TEXT EXTRACT ->
Friday, December 28, 2012

Trolley Problem

Alex Tabbarok raises a question about the "Trolley Problem," the famous (and largely pointless, because hypothetical) moral dilemma exercise.

Except Alex points out it is no longer pointless:  the Google has to decide.

Here's my question:  does it matter if the one person, or the fat man, consent?  Isn't this the ultimate "coerced by circumstance" problem?  The only reason you want to kill the one person is that the other option is even worse.  This is clearly not a voluntary choice.  Nonetheless, the premise of the exercise is that by doing nothing you "cause" even more harm.  Or, allow more harm.  Or, fail to prevent even more harm when by acting you could have prevented harm. 

Maybe it's not so pointless after all?

UPDATE:  To put some context on the example:  There is a school bus ahead, full of children.  And a single old lady on the sidewalk.  The road, unexpectedly, is icy, but there is still enough control to steer, though not stop.  What does the Google program choose?  Should it let momentum rule, and take no action, therefore smashing into the school bus?  Or should it take an actual action, and swerve up onto the sidewalk, killing the old lady for sure but saving 50 children?  This is NOT hypothetical.  Stage 1 is to program avoiding school buses, even if you might suffer more harm yourself (should the program do this?  can the owner disable it?  SHOULD the ownder disable it?)  Stage 2 is to weigh the costs of avoiding the bus.  Should you hit the old lady?  Humans would probably just panic, or act essentially randomly.  But in this case the Google has enough time to decide:  What is the right thing to do?

2 comments:

  1. I see the Trolley Problem as a metaphorical explanation for why most people support the regulatory state despite net harms. If they support the FDA because they intend to prevent thalidomide babies and so forth, then that is morally excusable even if tens of thousands of men die premature deaths because the FDA unnecessarily delays approval of drugs that prevent heart attacks. The "good effect," the prevented harms, were the result of intentional decisions. The "bad effect," the indirect harms that result because of the delays in drug approvals, were not intended and thus advocates of FDA regulation are not regarded as culpable for those deaths in the same way that anti-FDA advocates would be regarded as culpable for the thalidomide babies. From their perspective, "We" anti-FDA advocates could have saved innocent lives from harm but we chose not to do so. But their moral judgment is not symmetrical: They don't regard themselves as culpable for deaths due to FDA delays.

GOALS ->
[1] Retype the passage of the trolley problem post starting at "Except Alex points" and ending at "have prevented harm.".
[2] In the listing, take the lines starting at the one containing "Look at this image and locate every instance of hand." and ending at the one containing "xmin=0 ymin=448 xmax=443 ymax=817", and swap "shirt collar" for "jacket collar". Return only those lines, with nothing else changed.

EXERCISE MATERIALS ->

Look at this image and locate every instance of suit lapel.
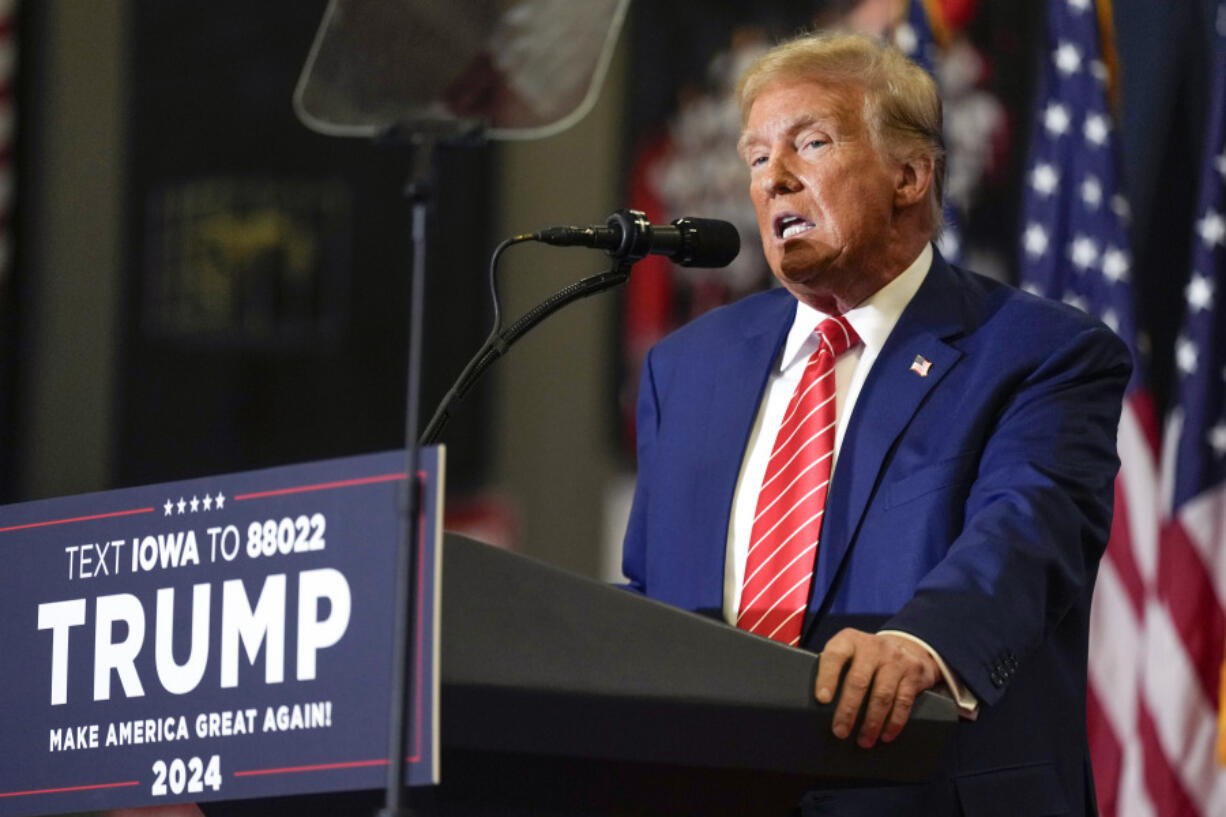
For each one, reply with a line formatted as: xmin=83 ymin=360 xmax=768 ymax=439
xmin=694 ymin=290 xmax=796 ymax=610
xmin=808 ymin=254 xmax=970 ymax=631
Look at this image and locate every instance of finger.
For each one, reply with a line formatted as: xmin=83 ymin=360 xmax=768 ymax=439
xmin=881 ymin=676 xmax=923 ymax=743
xmin=813 ymin=633 xmax=856 ymax=703
xmin=831 ymin=645 xmax=880 ymax=740
xmin=858 ymin=661 xmax=905 ymax=748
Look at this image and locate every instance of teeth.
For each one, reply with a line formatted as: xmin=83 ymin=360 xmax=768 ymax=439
xmin=780 ymin=218 xmax=813 ymax=238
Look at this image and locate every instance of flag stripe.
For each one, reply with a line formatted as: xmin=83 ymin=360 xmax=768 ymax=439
xmin=1157 ymin=518 xmax=1226 ymax=710
xmin=1086 ymin=687 xmax=1124 ymax=817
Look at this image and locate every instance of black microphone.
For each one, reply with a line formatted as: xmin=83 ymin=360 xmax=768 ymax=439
xmin=532 ymin=210 xmax=741 ymax=267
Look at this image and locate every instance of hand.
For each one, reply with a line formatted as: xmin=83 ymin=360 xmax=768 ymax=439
xmin=814 ymin=628 xmax=940 ymax=748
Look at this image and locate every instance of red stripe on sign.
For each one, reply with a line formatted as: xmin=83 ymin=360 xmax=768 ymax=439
xmin=234 ymin=758 xmax=387 ymax=778
xmin=234 ymin=474 xmax=405 ymax=502
xmin=1137 ymin=698 xmax=1200 ymax=817
xmin=0 ymin=508 xmax=154 ymax=534
xmin=0 ymin=780 xmax=141 ymax=797
xmin=1157 ymin=519 xmax=1226 ymax=710
xmin=1085 ymin=686 xmax=1124 ymax=817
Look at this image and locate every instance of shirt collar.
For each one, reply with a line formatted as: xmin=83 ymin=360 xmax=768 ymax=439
xmin=780 ymin=243 xmax=933 ymax=370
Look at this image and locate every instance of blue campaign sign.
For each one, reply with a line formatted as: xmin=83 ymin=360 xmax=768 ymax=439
xmin=0 ymin=448 xmax=443 ymax=817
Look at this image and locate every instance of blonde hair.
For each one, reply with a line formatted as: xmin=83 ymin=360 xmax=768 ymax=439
xmin=737 ymin=33 xmax=945 ymax=226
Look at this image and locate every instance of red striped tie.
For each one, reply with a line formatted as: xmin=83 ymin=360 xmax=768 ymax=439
xmin=737 ymin=315 xmax=859 ymax=646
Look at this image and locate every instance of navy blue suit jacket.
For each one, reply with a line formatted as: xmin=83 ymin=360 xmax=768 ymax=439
xmin=624 ymin=255 xmax=1130 ymax=817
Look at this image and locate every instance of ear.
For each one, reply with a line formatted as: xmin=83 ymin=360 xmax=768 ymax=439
xmin=894 ymin=156 xmax=935 ymax=210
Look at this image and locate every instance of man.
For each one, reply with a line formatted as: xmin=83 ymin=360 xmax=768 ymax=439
xmin=624 ymin=30 xmax=1130 ymax=817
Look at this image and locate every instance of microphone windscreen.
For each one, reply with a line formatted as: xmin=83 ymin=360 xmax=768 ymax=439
xmin=673 ymin=217 xmax=741 ymax=267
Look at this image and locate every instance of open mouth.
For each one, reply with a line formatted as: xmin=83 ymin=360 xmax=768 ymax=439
xmin=775 ymin=215 xmax=813 ymax=238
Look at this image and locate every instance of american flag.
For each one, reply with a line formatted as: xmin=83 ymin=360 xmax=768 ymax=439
xmin=1021 ymin=0 xmax=1226 ymax=817
xmin=1138 ymin=4 xmax=1226 ymax=817
xmin=894 ymin=0 xmax=962 ymax=264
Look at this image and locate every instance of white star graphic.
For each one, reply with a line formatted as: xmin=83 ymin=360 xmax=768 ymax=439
xmin=1043 ymin=102 xmax=1073 ymax=139
xmin=1081 ymin=113 xmax=1111 ymax=147
xmin=1102 ymin=247 xmax=1132 ymax=283
xmin=1030 ymin=162 xmax=1060 ymax=196
xmin=1184 ymin=272 xmax=1214 ymax=312
xmin=894 ymin=22 xmax=920 ymax=54
xmin=1021 ymin=222 xmax=1047 ymax=258
xmin=1052 ymin=42 xmax=1081 ymax=76
xmin=1069 ymin=236 xmax=1098 ymax=272
xmin=1209 ymin=420 xmax=1226 ymax=456
xmin=1197 ymin=207 xmax=1226 ymax=248
xmin=1175 ymin=337 xmax=1198 ymax=374
xmin=1081 ymin=174 xmax=1102 ymax=210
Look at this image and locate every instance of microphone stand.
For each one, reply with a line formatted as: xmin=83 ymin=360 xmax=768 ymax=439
xmin=378 ymin=119 xmax=483 ymax=817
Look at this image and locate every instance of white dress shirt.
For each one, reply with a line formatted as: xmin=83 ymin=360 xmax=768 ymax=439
xmin=723 ymin=244 xmax=978 ymax=714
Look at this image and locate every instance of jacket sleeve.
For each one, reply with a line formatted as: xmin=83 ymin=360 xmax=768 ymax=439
xmin=622 ymin=343 xmax=660 ymax=593
xmin=884 ymin=326 xmax=1132 ymax=704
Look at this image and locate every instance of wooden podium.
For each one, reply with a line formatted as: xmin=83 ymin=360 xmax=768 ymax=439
xmin=205 ymin=534 xmax=956 ymax=817
xmin=436 ymin=535 xmax=958 ymax=815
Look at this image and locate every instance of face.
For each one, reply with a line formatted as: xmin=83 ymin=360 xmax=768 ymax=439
xmin=741 ymin=80 xmax=918 ymax=314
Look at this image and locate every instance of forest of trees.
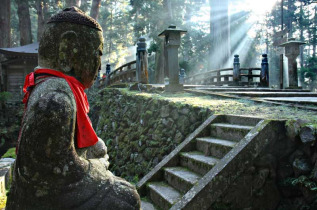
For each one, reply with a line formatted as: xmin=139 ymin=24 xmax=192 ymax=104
xmin=0 ymin=0 xmax=317 ymax=86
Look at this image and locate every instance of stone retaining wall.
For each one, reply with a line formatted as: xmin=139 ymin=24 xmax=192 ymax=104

OUTPUTS ->
[1]
Except Alex points out it is no longer pointless:  the Google has to decide.

Here's my question:  does it matter if the one person, or the fat man, consent?  Isn't this the ultimate "coerced by circumstance" problem?  The only reason you want to kill the one person is that the other option is even worse.  This is clearly not a voluntary choice.  Nonetheless, the premise of the exercise is that by doing nothing you "cause" even more harm.  Or, allow more harm.  Or, fail to prevent even more harm when by acting you could have prevented harm.

[2]
Look at this image and locate every instance of hand.
For each one, reply with a line formatted as: xmin=83 ymin=360 xmax=768 ymax=439
xmin=814 ymin=628 xmax=940 ymax=748
Look at this image and locate every instance of red stripe on sign.
For each one, reply with a line formatted as: xmin=83 ymin=360 xmax=768 ymax=439
xmin=234 ymin=758 xmax=387 ymax=778
xmin=234 ymin=474 xmax=405 ymax=502
xmin=1137 ymin=698 xmax=1200 ymax=817
xmin=0 ymin=508 xmax=154 ymax=534
xmin=0 ymin=780 xmax=141 ymax=797
xmin=1157 ymin=519 xmax=1226 ymax=710
xmin=1085 ymin=686 xmax=1124 ymax=817
Look at this image and locate every instance of jacket collar.
For each one, reply with a line formatted as: xmin=83 ymin=360 xmax=768 ymax=439
xmin=780 ymin=243 xmax=933 ymax=370
Look at this image and locate every instance of blue campaign sign.
For each one, reply with a line formatted as: xmin=83 ymin=360 xmax=768 ymax=439
xmin=0 ymin=448 xmax=443 ymax=817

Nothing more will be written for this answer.